Under this task are some entries; return every one of them exactly.
===== Stored data
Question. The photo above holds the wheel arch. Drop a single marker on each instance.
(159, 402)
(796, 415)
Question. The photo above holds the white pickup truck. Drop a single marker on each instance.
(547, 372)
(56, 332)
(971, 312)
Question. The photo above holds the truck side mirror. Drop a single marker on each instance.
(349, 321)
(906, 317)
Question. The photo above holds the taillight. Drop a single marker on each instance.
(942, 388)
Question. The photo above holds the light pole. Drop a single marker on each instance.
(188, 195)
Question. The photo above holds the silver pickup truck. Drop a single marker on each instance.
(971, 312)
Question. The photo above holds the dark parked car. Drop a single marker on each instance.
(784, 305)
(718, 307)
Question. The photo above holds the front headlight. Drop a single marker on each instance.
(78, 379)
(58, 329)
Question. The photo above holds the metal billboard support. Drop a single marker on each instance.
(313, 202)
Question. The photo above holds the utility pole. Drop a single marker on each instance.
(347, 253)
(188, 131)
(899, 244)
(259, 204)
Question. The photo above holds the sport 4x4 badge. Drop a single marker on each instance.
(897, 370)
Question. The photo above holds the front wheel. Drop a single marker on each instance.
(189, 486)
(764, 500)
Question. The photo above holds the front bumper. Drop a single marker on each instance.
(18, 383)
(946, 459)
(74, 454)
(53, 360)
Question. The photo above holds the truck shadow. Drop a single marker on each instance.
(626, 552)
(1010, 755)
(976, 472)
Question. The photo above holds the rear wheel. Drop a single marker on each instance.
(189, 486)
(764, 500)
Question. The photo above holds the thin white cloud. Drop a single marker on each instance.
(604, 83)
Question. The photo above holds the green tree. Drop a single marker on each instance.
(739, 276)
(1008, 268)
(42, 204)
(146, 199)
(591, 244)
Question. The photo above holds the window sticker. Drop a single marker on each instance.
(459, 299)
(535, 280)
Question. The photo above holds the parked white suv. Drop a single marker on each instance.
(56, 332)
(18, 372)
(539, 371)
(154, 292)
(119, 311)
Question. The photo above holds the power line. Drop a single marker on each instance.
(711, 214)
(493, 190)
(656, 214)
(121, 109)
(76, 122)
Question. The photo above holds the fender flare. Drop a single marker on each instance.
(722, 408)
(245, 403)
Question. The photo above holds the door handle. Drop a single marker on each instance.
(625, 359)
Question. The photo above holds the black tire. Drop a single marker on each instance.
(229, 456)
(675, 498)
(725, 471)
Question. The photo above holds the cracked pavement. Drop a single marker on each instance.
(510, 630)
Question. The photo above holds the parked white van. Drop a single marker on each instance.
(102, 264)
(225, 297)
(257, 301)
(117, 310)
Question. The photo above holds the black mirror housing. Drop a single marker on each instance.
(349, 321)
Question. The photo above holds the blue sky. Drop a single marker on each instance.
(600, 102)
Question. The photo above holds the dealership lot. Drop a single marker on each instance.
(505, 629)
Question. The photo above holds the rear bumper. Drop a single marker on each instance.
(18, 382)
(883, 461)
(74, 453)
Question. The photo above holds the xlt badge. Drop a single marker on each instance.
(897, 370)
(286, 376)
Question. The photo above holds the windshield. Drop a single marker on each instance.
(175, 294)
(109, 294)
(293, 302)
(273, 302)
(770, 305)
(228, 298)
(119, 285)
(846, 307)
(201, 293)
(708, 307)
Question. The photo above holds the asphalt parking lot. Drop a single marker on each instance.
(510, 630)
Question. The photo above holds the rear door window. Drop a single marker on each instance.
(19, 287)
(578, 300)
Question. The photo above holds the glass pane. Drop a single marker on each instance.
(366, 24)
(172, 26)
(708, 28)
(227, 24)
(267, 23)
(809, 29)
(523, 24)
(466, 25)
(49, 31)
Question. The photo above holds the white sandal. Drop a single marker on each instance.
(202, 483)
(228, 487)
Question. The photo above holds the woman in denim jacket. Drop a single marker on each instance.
==========
Task solution
Question. The photo above holds the wheel arch. Drop a single marker on each instance.
(159, 402)
(796, 415)
Question. The photo above holds the white pickup truck. Drop a single marker on each instance.
(547, 372)
(56, 332)
(971, 312)
Question. The photo above holds the truck side mirror. Drop a single marker on each instance.
(349, 321)
(906, 317)
Question. The photo above holds the taillight. Drop a single marker on each instance.
(942, 388)
Question. The photo above holds the light pole. Drop a single marker on each instance.
(188, 195)
Question. The photo above holds the silver pickup truck. Drop a single marker on each instance.
(971, 312)
Question. The photo above holds the dark parked car. Drop a single marker on each instance.
(784, 305)
(718, 307)
Question. The photo above holds the front headlight. Drop a single marker on each instance.
(78, 379)
(58, 329)
Question. The photo above holds the metal billboard support. Drop a single marker on each instance.
(313, 202)
Question. The photo above holds the utility pole. Drop a single marker on each instance.
(347, 253)
(188, 131)
(899, 244)
(259, 204)
Question. The photo above holds the sport 4x4 badge. Drop a single marker on each instance.
(897, 370)
Question. The photo above holds the front wheel. Drop a single marker on each instance.
(189, 486)
(764, 500)
Question. The photo above holds the front bumper. Drop a single marker on each instance.
(18, 383)
(946, 459)
(74, 454)
(53, 360)
Question. The photo above holds the truck shadow. Drop a single marker on each instance.
(626, 552)
(1010, 755)
(976, 472)
Question. The photo above holds the rear wheel. Drop a single marker on each instance.
(189, 486)
(764, 500)
Question. The photo above holds the thin white cloud. Drop a single marker on each instance.
(604, 83)
Question. The photo above holds the green tree. Drop a single marker on each instance.
(739, 276)
(1008, 268)
(42, 204)
(146, 199)
(591, 244)
Question. The photo above holds the window sticker. Drop a single marker on each instance.
(459, 299)
(535, 280)
Question. The photo above holds the parked white suv. Drop a single marker on each instance.
(56, 332)
(18, 372)
(539, 371)
(154, 292)
(119, 311)
Question. The photo above holds the power line. Drop a single marker on each instance.
(711, 214)
(493, 190)
(656, 214)
(121, 109)
(76, 122)
Question. The photo above holds the fender flare. Drop a single marker on each instance.
(722, 408)
(245, 403)
Question. The photo above holds the door handle. Drop a single marker on each instance.
(625, 359)
Question. The photo above holds the black tire. Drop a single marker on each instance.
(229, 456)
(675, 498)
(725, 471)
Question. The photo above holds the cracked pavement. Drop a single marker on each instance.
(510, 630)
Question. The photo above holds the parked white van. Drop a single marker on each instance.
(102, 264)
(225, 297)
(257, 301)
(117, 310)
Question. The photo above holds the black mirror housing. Drop a single marker on each instance.
(349, 321)
Question. The photo above holds the blue sky. Drop a single marker on each instance.
(600, 102)
Question. The photo above holds the dealership lot. Drop a single marker on each instance.
(505, 629)
Question. The photo above holds the rear bumper. Drop a single marker on each instance.
(18, 382)
(883, 461)
(74, 453)
Question. The photo above holds the xlt badge. Drop a single marker on each instance.
(897, 370)
(286, 376)
Question. The photo above holds the windshield. Drop a single marker on each instance.
(175, 294)
(109, 294)
(293, 302)
(273, 302)
(770, 305)
(228, 298)
(119, 285)
(846, 307)
(201, 293)
(708, 307)
Question. The photo above holds the asphalt parking lot. Drop a single marker on each instance.
(510, 630)
Question. The photo above holds the rear door window. Drop a single marker on each instance.
(19, 287)
(578, 300)
Question. The photo above holds the glass pane. Drop a single marker on each instance.
(366, 24)
(172, 26)
(708, 28)
(227, 24)
(267, 23)
(809, 29)
(523, 24)
(466, 25)
(49, 31)
Question. The photo above holds the white sandal. Drop a single marker on each instance.
(202, 483)
(228, 487)
Question. The photo above holds the woman in denim jacket. Drop a single marker on each instance.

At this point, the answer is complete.